* Supplied text:
We're glad we made the extra effort to come north to Luang Namtha (pronounced Nam-ta) or 'Big River', rather than taking the tourist boat from Luang Prabang to the Thai border as so many other travellers do. As you approach Namtha, you are surrounded by the forest and huge jungle trees, so as we wound through the mountains, passing countless stilt villages with their small homes made of rattan, we knew instantly this place would be special. It started well as our guesthouse, called Zuela, was our cheapest/best value yet - £5 a night for your own large ensuite room, king size bed (although the duvet was too short for me), hot water, wifi, a fan and really friendly staff, right in the middle of town can't be sniffed at. And the food at the restaurant was delicious.
It's not a big town in the mountains, and there's not a lot else to do but explore the nearby National Protected Area by various modes of transport... which is exactly what we did on Sunday.
We were picked up by our local guide Hak and driven to a local Khmu village where our education of the tribal way of life in SE Asia continued. Hak is from the Black Thai tribe, one of 132 minority groups in Laos. He speaks Laos, the Black Thai language, Thai and English and his full name translated apparently means Mr. Perfect Love! He'd grown up learning how to survive in the jungle, so he had a lot of wisdom to impart on us, the only 2 people on the tour. In many ways he epitomises what we've learned about Lao people - multi-lingual, wanting to learn more, part of a large close family, resourceful and does everything with a smile on his face. He was telling us that when he was at high school he got hit from behind by a drunk on a moped and was put in hospital with serious injuries. He didn't get any compensation from the driver, except that his medical bills were paid for; instead he shrugs it off, saying he is lucky and still goes for a drink with the guy occasionally!

* Work to be completed: Summarize the Luang Namtha travel account above in two sentences.

* Data provided:
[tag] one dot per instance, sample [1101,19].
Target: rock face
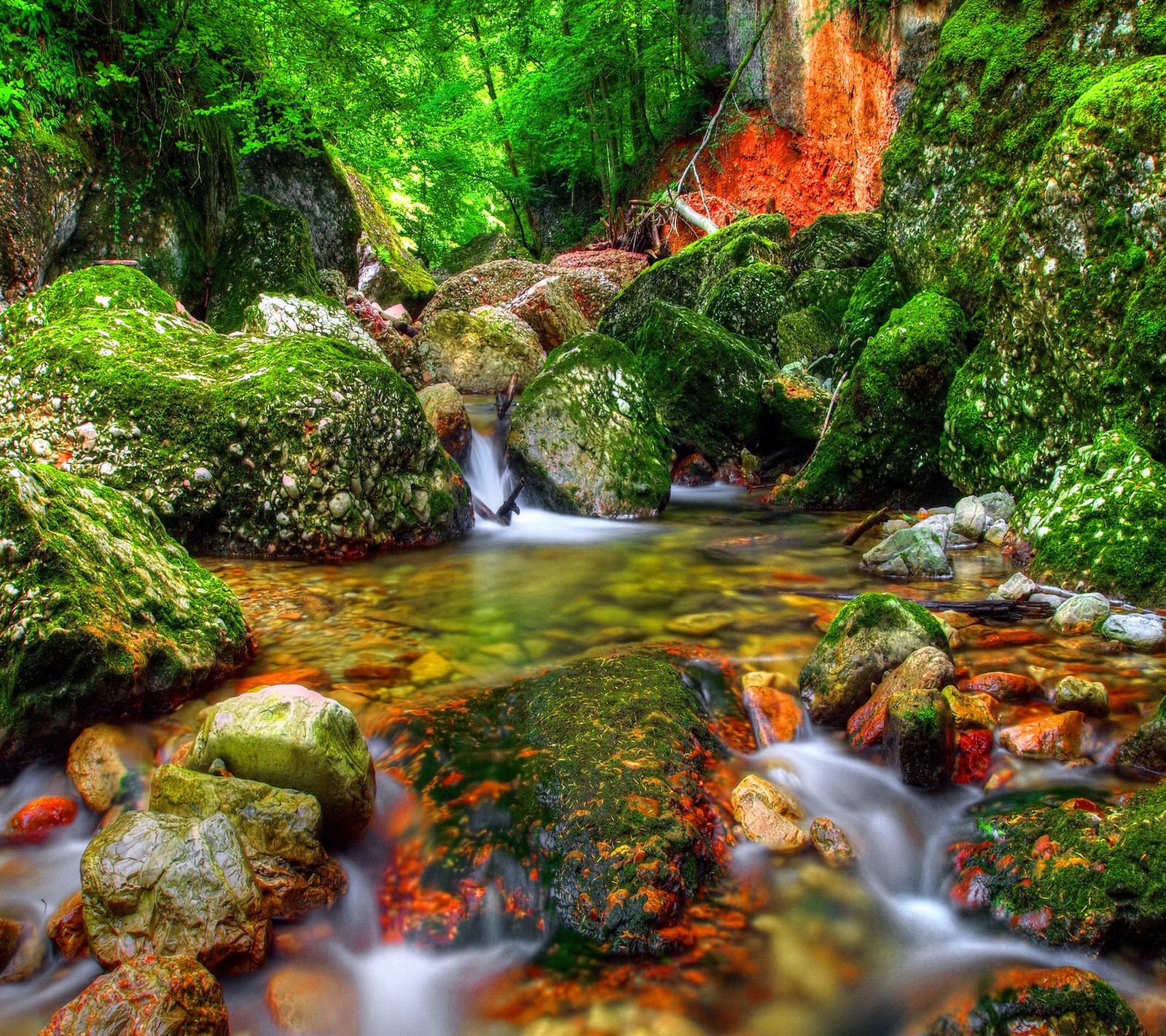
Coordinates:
[1055,1000]
[1102,520]
[289,737]
[478,351]
[884,436]
[283,447]
[1072,873]
[147,997]
[171,886]
[872,635]
[588,777]
[105,614]
[587,436]
[707,381]
[447,415]
[266,248]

* Finished task: The writers came north to Luang Namtha instead of taking the tourist boat from Luang Prabang to the Thai border, and they found great value at the Zuela guesthouse, which had a large ensuite room for £5 a night and delicious food. On Sunday they set out to explore the nearby National Protected Area with Hak, a multilingual local guide from the Black Thai tribe, who first drove them, the only two people on the tour, to a Khmu village.